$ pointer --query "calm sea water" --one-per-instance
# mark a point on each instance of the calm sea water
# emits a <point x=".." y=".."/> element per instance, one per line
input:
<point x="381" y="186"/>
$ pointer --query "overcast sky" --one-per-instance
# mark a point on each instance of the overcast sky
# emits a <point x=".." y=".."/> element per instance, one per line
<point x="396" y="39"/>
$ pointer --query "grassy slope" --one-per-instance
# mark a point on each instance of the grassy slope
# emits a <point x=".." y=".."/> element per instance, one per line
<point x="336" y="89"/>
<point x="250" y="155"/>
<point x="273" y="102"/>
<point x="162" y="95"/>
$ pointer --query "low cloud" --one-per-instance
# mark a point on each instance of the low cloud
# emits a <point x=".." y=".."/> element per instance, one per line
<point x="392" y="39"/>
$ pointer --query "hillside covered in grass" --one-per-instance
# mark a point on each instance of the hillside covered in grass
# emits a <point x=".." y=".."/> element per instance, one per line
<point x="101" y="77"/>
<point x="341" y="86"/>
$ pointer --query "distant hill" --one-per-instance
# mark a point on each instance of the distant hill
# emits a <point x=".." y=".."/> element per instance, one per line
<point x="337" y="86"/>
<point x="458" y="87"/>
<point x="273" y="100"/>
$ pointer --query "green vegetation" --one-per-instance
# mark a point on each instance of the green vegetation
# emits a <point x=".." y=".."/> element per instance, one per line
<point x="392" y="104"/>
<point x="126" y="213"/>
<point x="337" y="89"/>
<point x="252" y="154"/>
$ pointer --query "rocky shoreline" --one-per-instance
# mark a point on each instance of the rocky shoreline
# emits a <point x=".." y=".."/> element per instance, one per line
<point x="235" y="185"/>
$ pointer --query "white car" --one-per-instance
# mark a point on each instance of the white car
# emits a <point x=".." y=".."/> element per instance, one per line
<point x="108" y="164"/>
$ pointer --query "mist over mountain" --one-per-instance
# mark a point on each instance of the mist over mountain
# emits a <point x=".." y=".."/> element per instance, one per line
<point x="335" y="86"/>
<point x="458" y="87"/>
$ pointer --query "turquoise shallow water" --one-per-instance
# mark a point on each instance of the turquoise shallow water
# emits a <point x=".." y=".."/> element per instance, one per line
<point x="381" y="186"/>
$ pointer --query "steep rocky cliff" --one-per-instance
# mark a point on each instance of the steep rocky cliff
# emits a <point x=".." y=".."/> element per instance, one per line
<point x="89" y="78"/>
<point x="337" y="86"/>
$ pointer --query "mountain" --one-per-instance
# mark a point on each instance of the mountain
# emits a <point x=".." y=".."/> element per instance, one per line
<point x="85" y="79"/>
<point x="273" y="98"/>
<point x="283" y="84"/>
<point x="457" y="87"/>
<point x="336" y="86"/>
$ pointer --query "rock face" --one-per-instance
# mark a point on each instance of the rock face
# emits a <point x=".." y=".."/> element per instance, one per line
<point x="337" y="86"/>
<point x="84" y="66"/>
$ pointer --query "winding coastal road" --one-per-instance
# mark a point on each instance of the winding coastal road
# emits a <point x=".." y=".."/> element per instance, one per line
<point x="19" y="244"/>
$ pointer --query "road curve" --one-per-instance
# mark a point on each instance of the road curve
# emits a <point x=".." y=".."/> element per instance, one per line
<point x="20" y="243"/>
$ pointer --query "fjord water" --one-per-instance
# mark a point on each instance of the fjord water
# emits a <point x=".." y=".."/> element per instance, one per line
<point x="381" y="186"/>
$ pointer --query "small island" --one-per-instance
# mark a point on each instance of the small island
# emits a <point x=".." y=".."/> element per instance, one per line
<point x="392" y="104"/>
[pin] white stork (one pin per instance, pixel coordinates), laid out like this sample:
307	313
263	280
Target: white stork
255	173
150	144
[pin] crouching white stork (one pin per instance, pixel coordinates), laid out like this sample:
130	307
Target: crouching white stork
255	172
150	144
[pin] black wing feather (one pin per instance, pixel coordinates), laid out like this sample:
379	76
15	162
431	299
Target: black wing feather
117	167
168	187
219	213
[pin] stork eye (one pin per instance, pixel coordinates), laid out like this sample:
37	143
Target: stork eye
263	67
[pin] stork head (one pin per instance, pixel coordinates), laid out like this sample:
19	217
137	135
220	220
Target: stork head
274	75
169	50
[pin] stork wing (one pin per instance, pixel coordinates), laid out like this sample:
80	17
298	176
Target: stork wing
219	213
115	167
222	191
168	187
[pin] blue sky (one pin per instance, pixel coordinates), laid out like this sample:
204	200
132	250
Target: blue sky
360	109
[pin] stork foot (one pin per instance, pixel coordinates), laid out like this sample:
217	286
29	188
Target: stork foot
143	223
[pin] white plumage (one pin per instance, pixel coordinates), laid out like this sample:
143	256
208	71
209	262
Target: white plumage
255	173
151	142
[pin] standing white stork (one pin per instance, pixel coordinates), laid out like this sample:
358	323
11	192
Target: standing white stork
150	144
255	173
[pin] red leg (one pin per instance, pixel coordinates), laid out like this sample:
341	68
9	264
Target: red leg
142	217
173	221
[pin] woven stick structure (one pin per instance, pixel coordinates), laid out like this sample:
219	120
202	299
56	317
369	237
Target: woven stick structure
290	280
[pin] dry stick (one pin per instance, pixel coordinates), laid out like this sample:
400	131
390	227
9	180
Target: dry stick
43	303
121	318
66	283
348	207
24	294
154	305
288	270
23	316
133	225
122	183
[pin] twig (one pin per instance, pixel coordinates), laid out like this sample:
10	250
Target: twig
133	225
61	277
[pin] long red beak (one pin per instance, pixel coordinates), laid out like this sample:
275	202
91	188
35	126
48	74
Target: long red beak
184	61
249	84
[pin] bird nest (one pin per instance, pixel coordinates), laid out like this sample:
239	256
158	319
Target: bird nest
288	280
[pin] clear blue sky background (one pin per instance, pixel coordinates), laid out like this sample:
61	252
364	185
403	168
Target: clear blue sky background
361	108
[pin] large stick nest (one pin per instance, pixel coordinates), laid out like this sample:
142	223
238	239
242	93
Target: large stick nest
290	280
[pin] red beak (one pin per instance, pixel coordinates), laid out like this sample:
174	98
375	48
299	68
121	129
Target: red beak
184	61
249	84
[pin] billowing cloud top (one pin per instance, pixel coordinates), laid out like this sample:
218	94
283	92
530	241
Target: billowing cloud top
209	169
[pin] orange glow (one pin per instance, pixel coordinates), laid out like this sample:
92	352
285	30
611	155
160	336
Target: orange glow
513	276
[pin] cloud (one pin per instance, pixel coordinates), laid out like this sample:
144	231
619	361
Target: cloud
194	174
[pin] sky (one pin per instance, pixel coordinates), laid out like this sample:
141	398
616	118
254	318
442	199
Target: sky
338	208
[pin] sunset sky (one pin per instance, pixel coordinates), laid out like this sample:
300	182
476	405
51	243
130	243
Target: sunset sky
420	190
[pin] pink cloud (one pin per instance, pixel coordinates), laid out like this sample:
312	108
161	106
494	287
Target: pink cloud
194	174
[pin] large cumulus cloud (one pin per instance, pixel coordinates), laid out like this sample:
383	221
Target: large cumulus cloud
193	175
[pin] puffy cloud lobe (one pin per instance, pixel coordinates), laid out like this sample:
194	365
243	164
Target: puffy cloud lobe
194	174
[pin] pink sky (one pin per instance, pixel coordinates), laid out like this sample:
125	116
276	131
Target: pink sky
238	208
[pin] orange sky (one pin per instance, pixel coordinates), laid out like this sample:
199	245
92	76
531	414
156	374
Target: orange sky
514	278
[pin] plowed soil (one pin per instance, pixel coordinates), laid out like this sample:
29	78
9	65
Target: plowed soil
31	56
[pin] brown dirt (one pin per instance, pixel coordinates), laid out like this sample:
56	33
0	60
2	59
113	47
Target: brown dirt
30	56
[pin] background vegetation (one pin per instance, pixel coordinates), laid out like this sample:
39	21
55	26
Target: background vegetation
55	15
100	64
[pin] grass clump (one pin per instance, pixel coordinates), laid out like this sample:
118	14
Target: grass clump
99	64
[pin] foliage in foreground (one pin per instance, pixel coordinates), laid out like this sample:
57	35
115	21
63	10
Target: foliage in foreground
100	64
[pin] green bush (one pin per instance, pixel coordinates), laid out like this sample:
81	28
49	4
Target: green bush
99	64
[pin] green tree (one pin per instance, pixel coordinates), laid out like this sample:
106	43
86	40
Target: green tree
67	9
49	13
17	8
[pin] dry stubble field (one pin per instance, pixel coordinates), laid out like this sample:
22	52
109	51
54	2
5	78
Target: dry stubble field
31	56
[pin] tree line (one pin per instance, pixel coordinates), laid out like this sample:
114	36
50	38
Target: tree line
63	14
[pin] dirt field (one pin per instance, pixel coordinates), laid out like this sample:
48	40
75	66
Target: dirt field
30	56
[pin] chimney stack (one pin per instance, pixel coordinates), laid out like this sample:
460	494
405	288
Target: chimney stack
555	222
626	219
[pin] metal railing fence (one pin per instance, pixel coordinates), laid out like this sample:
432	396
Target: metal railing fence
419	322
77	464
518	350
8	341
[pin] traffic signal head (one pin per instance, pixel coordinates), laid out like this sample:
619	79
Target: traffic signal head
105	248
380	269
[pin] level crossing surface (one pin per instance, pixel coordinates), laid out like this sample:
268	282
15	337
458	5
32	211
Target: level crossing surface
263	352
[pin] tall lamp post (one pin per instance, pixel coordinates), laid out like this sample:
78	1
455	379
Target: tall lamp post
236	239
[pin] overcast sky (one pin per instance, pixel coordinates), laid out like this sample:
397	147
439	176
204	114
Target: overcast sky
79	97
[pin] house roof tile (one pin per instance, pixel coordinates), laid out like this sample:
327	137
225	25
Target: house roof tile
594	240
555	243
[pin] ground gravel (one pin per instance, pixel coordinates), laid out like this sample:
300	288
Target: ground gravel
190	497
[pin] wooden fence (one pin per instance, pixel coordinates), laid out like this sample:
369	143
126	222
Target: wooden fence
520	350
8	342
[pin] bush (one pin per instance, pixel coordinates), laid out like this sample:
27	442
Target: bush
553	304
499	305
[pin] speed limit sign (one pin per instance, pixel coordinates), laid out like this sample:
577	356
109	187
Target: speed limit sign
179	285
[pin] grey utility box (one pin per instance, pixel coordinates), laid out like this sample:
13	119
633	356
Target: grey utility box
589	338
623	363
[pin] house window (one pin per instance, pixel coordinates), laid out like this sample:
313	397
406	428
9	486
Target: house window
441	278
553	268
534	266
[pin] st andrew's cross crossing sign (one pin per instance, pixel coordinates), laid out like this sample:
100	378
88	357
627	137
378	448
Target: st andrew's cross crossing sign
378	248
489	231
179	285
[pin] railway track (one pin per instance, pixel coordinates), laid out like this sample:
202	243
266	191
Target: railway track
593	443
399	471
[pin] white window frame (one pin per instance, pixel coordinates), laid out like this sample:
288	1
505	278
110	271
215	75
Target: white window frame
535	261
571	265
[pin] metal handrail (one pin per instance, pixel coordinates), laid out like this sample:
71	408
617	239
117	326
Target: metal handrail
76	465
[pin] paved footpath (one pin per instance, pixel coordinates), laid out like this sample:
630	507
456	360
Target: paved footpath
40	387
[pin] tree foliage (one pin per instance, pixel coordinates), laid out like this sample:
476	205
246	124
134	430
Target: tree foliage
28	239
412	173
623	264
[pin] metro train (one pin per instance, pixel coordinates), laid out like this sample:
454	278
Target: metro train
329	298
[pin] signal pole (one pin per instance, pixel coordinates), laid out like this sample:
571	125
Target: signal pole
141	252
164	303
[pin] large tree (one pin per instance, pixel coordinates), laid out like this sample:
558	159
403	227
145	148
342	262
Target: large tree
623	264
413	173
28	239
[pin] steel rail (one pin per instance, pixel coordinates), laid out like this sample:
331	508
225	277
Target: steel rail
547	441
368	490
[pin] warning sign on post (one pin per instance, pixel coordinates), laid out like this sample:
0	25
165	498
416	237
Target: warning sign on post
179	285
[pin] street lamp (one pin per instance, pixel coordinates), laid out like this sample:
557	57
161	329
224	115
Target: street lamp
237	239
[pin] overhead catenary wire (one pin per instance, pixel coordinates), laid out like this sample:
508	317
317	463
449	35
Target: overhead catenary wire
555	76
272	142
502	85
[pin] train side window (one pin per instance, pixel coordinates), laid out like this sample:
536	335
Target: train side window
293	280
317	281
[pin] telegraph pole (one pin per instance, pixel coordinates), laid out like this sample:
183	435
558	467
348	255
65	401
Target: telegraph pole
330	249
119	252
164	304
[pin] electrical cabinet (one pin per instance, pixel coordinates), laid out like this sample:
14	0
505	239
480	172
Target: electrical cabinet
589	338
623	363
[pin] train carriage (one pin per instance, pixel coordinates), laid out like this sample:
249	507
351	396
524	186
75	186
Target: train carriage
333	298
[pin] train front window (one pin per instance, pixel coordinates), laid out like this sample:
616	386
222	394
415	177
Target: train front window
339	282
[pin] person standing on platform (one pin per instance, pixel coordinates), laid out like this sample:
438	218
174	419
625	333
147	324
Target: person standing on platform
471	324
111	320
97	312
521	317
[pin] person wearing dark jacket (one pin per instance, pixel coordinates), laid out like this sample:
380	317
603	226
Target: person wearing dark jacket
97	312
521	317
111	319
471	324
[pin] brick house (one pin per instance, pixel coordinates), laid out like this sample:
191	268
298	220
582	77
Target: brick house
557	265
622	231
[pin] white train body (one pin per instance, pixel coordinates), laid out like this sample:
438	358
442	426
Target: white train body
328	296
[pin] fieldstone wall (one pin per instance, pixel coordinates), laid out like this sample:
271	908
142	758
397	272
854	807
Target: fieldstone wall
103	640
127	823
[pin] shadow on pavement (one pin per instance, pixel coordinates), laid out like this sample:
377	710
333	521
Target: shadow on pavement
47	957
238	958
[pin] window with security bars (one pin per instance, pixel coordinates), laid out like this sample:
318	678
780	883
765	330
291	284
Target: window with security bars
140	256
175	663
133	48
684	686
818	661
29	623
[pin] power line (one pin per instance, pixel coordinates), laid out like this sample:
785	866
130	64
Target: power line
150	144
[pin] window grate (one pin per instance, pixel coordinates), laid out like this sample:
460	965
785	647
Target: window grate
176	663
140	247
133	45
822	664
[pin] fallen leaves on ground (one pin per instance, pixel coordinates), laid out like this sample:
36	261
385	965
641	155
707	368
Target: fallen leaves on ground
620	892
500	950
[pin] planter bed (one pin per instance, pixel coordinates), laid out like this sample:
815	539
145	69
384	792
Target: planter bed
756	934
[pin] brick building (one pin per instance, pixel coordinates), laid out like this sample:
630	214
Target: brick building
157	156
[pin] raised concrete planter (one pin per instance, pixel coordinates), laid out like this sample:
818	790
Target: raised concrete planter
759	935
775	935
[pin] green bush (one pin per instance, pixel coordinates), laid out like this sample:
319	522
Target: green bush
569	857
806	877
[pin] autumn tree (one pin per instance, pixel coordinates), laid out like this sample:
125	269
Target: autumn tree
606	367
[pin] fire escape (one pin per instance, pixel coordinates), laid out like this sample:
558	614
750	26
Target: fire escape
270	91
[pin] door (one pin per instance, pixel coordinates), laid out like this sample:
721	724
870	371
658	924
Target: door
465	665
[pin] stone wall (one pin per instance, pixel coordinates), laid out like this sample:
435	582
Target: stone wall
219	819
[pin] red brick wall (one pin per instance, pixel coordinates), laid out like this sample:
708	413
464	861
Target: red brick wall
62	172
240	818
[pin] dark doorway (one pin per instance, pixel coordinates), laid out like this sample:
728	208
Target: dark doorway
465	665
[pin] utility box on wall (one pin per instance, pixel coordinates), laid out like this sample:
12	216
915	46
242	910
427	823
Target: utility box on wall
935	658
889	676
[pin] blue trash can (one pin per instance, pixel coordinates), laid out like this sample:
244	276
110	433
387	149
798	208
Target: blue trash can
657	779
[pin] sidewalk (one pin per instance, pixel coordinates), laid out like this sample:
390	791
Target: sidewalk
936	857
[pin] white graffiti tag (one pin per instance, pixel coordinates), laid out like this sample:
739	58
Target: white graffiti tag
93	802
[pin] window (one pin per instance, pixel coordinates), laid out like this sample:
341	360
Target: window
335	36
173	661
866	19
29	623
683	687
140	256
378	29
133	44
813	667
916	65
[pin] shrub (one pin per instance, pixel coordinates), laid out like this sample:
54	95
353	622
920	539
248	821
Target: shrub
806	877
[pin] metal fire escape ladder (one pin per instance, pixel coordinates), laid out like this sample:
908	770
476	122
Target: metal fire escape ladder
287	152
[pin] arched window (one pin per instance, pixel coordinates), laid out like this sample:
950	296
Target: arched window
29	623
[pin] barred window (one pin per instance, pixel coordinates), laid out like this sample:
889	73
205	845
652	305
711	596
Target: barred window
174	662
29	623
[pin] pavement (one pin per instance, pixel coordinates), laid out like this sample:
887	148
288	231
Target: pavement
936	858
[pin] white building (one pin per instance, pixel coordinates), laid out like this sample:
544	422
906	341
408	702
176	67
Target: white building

────

What the task asks
With the line holding "[pin] window grate" as the first and the line holding "[pin] fire escape" as the last, please transcribe exactly the lines of the material above in that range and nothing else.

Response to this exercise
[pin] window grate (one pin per instance, pixel coordinates), laid out like this sample:
460	965
785	647
Target: window grate
176	663
140	247
133	45
822	664
[pin] fallen leaves on ground (one pin per instance, pixel coordinates), laid out like this sample:
36	261
385	965
641	155
707	368
Target: fallen leaves on ground
620	892
500	950
[pin] planter bed (one pin per instance, pixel coordinates), laid out like this sample:
815	539
145	69
384	792
Target: planter bed
756	934
[pin] brick building (one pin per instance, pixel coordinates), laid out like this sample:
630	214
Target: brick building
157	156
[pin] raised concrete planter (one pin per instance, pixel coordinates), laid out like this sample:
818	790
Target: raised concrete planter
759	935
775	935
[pin] green bush (one pin per instance, pixel coordinates), laid out like this sample:
319	522
Target: green bush
569	857
806	877
[pin] autumn tree (one pin per instance, pixel coordinates), laid out like this sample:
125	269
Target: autumn tree
606	367
[pin] fire escape (one pin per instance, pixel coordinates), laid out like this sample:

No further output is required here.